(Record excerpts Opens)

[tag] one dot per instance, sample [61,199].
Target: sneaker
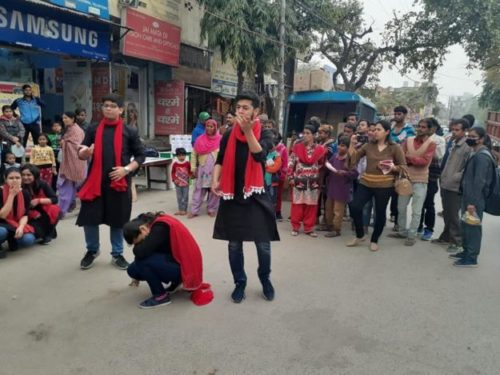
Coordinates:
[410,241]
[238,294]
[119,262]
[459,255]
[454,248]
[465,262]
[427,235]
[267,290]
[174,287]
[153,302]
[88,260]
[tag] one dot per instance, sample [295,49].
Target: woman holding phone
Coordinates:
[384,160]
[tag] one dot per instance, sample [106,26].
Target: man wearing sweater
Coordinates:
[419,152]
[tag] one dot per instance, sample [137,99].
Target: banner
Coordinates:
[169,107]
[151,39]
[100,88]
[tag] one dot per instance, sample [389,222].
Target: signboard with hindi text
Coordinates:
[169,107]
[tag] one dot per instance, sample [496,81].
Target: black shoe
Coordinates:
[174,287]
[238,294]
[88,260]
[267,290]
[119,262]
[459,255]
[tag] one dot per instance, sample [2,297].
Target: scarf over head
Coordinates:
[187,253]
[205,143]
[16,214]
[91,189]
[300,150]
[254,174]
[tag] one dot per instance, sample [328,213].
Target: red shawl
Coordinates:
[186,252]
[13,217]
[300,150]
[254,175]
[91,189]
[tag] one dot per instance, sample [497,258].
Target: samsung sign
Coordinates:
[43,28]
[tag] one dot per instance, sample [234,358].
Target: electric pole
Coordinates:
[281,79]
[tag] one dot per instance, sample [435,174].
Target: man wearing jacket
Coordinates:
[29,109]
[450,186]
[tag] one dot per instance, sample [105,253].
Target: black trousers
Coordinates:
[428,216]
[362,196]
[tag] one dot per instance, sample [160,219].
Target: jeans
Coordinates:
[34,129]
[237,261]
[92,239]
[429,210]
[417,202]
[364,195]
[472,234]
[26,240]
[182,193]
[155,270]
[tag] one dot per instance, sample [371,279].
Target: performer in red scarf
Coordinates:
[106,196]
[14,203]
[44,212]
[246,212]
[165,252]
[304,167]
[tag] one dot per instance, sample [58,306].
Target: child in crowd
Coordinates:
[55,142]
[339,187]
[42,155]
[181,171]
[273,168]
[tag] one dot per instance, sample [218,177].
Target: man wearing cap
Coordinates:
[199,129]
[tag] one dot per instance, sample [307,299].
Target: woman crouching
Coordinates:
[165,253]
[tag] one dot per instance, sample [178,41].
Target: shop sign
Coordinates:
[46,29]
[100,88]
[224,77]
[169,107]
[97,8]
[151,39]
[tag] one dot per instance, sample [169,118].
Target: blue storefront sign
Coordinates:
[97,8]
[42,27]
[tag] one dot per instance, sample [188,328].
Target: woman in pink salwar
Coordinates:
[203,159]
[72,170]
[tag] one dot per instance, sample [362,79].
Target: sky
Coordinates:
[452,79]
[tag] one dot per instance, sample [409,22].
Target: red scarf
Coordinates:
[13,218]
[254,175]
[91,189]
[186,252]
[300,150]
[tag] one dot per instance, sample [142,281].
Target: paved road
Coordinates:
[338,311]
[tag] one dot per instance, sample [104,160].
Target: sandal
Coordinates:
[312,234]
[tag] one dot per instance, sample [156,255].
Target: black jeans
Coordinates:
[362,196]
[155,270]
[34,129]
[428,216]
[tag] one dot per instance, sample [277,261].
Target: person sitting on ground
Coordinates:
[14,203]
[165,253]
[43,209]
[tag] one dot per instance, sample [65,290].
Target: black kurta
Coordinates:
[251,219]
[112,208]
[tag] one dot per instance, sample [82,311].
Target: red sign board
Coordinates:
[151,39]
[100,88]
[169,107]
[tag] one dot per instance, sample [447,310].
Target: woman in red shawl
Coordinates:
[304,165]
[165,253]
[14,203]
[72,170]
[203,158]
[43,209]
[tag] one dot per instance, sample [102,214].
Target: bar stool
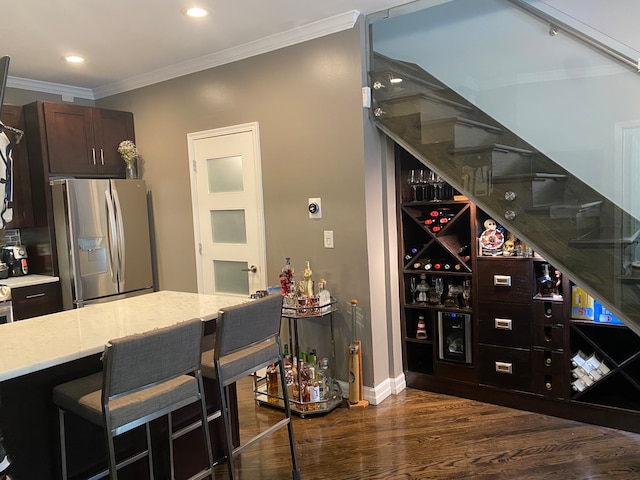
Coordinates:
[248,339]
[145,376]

(Record excerpts Closes)
(Record excerpts Opens)

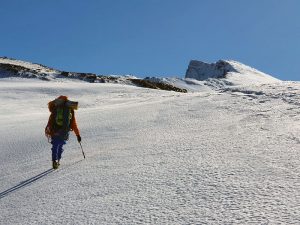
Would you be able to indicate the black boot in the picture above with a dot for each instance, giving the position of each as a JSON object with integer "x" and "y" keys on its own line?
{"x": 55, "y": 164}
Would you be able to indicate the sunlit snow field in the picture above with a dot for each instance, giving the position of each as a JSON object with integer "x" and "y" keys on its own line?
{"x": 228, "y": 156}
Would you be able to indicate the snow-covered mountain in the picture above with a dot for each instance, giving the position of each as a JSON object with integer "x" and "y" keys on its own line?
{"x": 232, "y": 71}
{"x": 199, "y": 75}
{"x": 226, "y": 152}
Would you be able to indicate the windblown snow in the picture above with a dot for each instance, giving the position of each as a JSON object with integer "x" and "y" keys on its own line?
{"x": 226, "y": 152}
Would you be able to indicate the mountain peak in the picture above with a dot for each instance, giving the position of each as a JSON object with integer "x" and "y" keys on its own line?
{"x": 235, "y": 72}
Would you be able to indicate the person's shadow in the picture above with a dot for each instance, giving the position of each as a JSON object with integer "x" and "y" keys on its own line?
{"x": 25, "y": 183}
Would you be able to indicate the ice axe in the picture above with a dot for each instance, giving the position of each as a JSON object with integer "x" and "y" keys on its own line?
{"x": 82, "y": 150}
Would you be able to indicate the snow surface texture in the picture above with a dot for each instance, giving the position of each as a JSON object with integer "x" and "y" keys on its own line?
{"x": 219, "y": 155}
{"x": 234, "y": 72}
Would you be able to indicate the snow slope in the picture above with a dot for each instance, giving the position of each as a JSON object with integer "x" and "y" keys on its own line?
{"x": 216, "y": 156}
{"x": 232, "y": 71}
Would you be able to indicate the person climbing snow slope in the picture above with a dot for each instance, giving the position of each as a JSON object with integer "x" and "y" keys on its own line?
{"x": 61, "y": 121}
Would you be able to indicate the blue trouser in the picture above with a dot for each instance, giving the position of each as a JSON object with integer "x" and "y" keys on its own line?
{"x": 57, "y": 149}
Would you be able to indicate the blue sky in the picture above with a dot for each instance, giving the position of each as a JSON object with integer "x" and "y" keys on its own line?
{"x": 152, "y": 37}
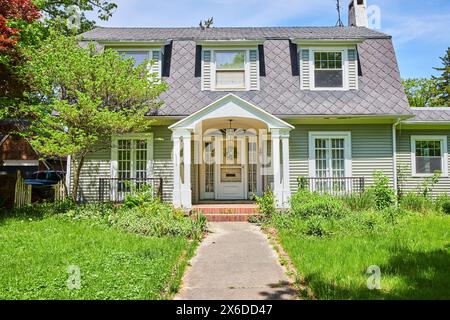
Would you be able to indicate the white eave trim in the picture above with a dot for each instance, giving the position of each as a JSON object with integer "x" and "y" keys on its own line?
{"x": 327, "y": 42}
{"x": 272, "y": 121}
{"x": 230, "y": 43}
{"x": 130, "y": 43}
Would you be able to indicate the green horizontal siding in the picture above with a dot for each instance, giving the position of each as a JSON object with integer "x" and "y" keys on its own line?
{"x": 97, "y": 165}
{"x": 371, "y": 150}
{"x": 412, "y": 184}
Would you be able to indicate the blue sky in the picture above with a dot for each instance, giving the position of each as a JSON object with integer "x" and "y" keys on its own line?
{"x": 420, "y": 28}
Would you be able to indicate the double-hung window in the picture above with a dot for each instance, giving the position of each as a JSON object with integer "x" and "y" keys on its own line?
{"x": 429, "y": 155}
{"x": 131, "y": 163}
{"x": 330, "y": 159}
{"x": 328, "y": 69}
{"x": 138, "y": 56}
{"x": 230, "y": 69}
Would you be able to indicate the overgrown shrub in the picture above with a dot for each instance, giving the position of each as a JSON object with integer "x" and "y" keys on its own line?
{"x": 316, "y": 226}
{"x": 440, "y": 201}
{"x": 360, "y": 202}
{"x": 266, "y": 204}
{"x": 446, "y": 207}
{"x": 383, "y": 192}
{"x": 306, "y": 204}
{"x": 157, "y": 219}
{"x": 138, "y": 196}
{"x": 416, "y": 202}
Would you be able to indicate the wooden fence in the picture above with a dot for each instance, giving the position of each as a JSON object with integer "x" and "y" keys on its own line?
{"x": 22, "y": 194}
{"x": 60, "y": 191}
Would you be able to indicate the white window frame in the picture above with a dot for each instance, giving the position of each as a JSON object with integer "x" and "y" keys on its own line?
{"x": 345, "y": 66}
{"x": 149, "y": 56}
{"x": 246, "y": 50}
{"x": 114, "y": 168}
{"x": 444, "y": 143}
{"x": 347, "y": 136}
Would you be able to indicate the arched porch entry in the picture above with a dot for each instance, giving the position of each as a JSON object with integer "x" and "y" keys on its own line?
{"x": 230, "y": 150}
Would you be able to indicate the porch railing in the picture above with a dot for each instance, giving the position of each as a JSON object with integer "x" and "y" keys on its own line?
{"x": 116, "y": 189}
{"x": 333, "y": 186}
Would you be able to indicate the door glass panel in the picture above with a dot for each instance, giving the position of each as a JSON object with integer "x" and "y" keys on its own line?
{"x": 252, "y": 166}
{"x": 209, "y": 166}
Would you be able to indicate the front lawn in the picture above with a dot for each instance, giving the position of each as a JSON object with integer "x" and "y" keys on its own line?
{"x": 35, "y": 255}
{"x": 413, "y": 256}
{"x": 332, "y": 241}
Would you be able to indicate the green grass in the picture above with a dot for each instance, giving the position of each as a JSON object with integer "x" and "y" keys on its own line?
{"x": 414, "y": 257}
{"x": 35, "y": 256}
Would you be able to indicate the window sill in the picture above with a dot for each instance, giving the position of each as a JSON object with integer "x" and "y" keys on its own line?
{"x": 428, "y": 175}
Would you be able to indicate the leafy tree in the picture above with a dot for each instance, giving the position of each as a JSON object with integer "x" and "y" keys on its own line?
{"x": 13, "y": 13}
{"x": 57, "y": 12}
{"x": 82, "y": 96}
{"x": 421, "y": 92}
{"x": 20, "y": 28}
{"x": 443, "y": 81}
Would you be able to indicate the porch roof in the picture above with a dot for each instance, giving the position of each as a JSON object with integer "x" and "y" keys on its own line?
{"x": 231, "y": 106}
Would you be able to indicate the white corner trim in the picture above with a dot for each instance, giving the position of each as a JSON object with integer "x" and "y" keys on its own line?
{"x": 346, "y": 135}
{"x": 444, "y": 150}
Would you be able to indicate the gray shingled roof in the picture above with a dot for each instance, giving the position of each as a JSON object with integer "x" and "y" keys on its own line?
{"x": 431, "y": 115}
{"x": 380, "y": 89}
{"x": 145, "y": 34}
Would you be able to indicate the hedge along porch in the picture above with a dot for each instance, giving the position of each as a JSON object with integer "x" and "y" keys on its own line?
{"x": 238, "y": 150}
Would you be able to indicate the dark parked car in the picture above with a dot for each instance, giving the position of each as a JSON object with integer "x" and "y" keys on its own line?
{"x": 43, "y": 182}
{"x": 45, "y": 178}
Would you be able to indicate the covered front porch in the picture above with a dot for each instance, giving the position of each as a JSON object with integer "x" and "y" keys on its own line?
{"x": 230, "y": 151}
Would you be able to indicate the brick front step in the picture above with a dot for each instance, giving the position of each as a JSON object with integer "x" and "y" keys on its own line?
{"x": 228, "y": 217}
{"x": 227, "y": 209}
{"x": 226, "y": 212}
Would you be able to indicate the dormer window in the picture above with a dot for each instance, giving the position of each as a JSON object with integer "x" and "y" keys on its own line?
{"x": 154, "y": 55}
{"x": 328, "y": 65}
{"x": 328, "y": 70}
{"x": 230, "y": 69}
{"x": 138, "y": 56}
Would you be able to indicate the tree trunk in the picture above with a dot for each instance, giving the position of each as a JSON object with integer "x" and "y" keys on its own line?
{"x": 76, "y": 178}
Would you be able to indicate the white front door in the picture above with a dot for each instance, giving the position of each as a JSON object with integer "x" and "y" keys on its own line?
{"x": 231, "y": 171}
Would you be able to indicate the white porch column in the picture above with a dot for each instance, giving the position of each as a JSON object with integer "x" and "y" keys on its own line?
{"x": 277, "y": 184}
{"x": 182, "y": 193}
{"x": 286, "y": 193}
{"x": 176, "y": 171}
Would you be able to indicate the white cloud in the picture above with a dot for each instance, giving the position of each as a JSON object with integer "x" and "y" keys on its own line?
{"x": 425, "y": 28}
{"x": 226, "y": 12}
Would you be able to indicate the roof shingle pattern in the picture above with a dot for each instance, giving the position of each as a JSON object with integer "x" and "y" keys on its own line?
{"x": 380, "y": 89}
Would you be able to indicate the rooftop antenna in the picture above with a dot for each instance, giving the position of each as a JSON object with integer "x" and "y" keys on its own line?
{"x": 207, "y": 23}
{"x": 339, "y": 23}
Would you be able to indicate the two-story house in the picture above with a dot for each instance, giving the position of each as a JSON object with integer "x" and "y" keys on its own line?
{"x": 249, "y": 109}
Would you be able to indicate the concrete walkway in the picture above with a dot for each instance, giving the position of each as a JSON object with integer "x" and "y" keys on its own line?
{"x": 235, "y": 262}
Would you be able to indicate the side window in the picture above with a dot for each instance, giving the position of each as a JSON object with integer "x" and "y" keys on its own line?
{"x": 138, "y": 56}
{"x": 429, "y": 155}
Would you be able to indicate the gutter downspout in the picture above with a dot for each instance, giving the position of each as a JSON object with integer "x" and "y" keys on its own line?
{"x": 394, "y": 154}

(Record excerpts Closes)

Required action:
Would you retype the lines above from the one with "[tag] one dot per instance, sample [496,81]." down to the one with "Target: red scarf", word for word, both ends included and no other lines?

Response:
[tag] one dot per instance, sample [496,81].
Target: black shoe
Coordinates:
[174,287]
[238,294]
[88,260]
[267,290]
[119,262]
[459,255]
[tag] one dot per instance, sample [2,297].
Target: scarf over head
Coordinates:
[187,253]
[205,143]
[16,214]
[91,189]
[300,150]
[254,174]
[tag] one dot per instance, sample [328,213].
Target: red shawl
Coordinates:
[186,252]
[13,217]
[300,150]
[254,175]
[91,189]
[tag] one dot per instance, sample [497,258].
Target: samsung sign
Coordinates:
[43,28]
[tag] one dot per instance, sample [234,358].
Target: electric pole
Coordinates:
[281,79]
[tag] one dot per instance, sample [435,174].
Target: man wearing jacket
Coordinates:
[29,109]
[450,186]
[tag] one dot per instance, sample [105,253].
Target: black trousers
Coordinates:
[428,216]
[362,196]
[tag] one dot per instance, sample [160,219].
Target: jeans
Coordinates:
[34,129]
[237,261]
[92,239]
[429,210]
[417,202]
[364,195]
[472,234]
[26,240]
[182,193]
[155,270]
[tag] one dot per instance, sample [371,279].
Target: performer in red scarf
Coordinates:
[106,196]
[14,203]
[44,212]
[246,212]
[165,252]
[304,167]
[tag] one dot per instance, sample [58,306].
Target: child in crowd
Coordinates:
[55,142]
[339,187]
[42,155]
[181,171]
[273,168]
[tag] one dot per instance, sample [218,177].
Target: man wearing cap
Coordinates:
[199,129]
[tag] one dot per instance, sample [307,299].
Target: woman crouching
Coordinates:
[165,253]
[tag] one dot per instance, sample [178,41].
Target: shop sign
Coordinates:
[46,29]
[100,88]
[224,77]
[169,107]
[97,8]
[151,39]
[tag] one dot per instance, sample [169,118].
Target: blue storefront sign
Coordinates:
[97,8]
[42,27]
[tag] one dot per instance, sample [188,328].
Target: woman in pink salwar
Coordinates:
[203,159]
[72,170]
[tag] one dot per instance, sample [362,79].
Target: sky
Coordinates:
[452,79]
[tag] one dot per instance, sample [409,22].
Target: red scarf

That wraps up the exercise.